> _本文抜粋_:

= = =

アートディレクターの森本 千絵さんが、好きです。
森本さんは、たとえばミスチルやゆず、松任谷由実さんのアルバムジャケットを作っていたり、組曲やフランク・ミューラーなど、さまざまな企業の広告を作っています。
goen 〈https://www.goen-goen.co.jp/works/m-mr-07 〉 より引用
森本さんの作品は、受け取る人が自分で解釈する「余白」のようなものが残っていて、見るほどに「もっと見ていたい」と思います。
その「余白」はきっと、一つ一つの作品を、IllustratorやPhotoshop上で作るのではなくて、実際に現場で立体物を作って撮影しているからだと想像します。
現物を実際に作るから、物の配置に少しずつゆらぎがうまれて、解釈の最後に余白を生む(のでは)。

= = =

> _提示項目_:
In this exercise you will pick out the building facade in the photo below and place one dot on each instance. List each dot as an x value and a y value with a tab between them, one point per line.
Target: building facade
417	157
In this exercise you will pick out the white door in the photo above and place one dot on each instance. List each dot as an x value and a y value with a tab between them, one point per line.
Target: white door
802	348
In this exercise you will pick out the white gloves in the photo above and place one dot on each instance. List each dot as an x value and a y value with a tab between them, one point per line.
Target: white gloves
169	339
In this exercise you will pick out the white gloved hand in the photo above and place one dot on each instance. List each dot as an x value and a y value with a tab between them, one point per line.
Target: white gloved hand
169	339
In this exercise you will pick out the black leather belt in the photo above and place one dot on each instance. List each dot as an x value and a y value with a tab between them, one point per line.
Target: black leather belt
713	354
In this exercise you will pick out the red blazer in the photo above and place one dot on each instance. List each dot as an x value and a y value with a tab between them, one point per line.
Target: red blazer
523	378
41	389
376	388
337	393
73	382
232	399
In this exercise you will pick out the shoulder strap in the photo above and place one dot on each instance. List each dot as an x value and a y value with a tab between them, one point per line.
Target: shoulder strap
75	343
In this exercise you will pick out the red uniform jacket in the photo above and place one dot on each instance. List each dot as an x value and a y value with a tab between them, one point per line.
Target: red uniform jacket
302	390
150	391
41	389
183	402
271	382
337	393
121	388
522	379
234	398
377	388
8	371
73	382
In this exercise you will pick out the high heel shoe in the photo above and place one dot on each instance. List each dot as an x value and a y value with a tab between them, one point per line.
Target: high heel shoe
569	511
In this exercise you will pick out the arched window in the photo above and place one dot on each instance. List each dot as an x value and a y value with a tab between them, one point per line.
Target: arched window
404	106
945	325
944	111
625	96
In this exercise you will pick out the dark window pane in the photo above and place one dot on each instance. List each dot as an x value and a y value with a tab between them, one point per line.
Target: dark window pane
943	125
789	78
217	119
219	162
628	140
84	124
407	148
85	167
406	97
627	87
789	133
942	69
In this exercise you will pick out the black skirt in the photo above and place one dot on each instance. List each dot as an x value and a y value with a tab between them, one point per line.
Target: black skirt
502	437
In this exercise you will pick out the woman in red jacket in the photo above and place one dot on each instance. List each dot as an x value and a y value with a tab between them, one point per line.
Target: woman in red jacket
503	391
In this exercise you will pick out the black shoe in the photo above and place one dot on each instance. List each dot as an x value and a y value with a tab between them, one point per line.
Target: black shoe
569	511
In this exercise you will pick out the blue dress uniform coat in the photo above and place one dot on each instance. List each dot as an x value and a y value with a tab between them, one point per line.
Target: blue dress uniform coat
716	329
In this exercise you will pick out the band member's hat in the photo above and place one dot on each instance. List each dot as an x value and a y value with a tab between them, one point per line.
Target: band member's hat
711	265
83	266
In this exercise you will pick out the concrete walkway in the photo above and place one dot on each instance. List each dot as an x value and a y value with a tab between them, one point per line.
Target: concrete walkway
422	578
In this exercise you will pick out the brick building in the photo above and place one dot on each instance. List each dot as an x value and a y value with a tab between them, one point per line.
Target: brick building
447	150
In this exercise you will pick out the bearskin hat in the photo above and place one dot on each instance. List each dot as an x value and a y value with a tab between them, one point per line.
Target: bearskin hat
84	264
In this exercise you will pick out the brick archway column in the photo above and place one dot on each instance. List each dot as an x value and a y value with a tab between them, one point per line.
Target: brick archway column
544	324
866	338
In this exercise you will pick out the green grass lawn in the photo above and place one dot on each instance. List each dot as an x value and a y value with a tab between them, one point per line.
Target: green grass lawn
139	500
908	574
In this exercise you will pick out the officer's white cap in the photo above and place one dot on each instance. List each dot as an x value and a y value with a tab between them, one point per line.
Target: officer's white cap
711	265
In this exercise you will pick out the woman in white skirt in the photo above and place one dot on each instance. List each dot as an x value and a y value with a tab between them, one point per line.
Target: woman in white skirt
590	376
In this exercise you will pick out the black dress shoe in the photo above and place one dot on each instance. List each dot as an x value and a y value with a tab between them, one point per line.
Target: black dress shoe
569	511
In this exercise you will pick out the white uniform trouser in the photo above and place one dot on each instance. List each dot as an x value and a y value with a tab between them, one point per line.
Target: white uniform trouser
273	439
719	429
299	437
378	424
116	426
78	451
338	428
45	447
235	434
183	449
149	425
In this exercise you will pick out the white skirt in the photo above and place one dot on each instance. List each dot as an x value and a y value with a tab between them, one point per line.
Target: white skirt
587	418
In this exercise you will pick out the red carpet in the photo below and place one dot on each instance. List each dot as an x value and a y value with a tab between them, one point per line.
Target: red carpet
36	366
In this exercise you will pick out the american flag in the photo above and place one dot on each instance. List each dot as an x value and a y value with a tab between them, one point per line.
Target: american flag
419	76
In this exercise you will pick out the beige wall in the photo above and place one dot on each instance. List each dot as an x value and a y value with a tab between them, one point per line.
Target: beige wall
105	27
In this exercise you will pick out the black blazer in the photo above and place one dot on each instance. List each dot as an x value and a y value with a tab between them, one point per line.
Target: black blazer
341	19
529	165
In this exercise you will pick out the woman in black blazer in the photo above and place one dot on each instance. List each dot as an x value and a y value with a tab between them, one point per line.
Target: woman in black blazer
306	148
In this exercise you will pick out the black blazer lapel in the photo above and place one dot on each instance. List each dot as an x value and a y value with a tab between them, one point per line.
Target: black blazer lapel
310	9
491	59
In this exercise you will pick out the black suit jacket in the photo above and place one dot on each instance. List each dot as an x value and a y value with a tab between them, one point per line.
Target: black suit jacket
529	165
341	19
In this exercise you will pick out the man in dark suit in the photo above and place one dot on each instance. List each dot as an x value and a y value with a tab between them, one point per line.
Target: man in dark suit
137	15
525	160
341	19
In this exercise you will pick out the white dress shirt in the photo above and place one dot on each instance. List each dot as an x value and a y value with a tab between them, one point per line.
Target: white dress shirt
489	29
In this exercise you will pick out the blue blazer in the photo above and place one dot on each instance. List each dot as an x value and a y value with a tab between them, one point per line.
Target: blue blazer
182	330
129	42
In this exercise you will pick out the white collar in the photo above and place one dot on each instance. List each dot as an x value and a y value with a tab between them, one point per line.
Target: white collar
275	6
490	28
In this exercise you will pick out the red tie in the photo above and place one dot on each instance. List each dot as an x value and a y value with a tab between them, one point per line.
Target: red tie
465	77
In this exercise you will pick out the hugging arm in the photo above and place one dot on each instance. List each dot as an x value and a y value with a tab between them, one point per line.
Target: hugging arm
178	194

= = =

> _課題 1_:
森本千絵さんについての文章によると、森本さんがアルバムジャケットを手がけた相手として挙げられているのは誰か。
> _課題 2_:
森本千絵さんについての文章から、「goen 〈https://www.goen-goen.co.jp/works/m-mr-07 〉」を含む語句で始まり「しているからだと想像します。」で終わる部分を、一字も変えずに示しなさい。
> _課題 3_:
森本千絵さんについての文章を、最後の文に続けて書き進めなさい。
各項目は解答に用いなくてよい。

> _解答 1_:
ミスチル、ゆず、松任谷由実さんである。

> _解答 2_:
goen 〈https://www.goen-goen.co.jp/works/m-mr-07 〉 より引用
森本さんの作品は、受け取る人が自分で解釈する「余白」のようなものが残っていて、見るほどに「もっと見ていたい」と思います。
その「余白」はきっと、一つ一つの作品を、IllustratorやPhotoshop上で作るのではなくて、実際に現場で立体物を作って撮影しているからだと想像します。

> _解答 3_:
僕は時間を作っては、美術館や写真展に行きますが、
それと同じような気持ちで、仕事の合間に森本さんの作品集を眺めます。
本当に素敵です。
男性社会に、女性だけの広告代理店会社をつくる。
そんな「広告と女性」のつながりで思い出すのが、フィンランドの起業家キルスティ・パーッカネンです。
1960年代、これから女性の権利が認められようとしている時代に、広告代理店を創業して活躍しました。
当時は「女性が女性だけでレストランに入っても、品位は落ちない」なんて、わざわざ団体が声明を出さないといけないような時代です。
その中にあって彼女が作ったのは、「女性だけの広告代理店」。
当時男性主体だった広告ビジネスですが(今もそう?)、モノを買う決断の多くは女性がします。女性だけがする買い物もあります。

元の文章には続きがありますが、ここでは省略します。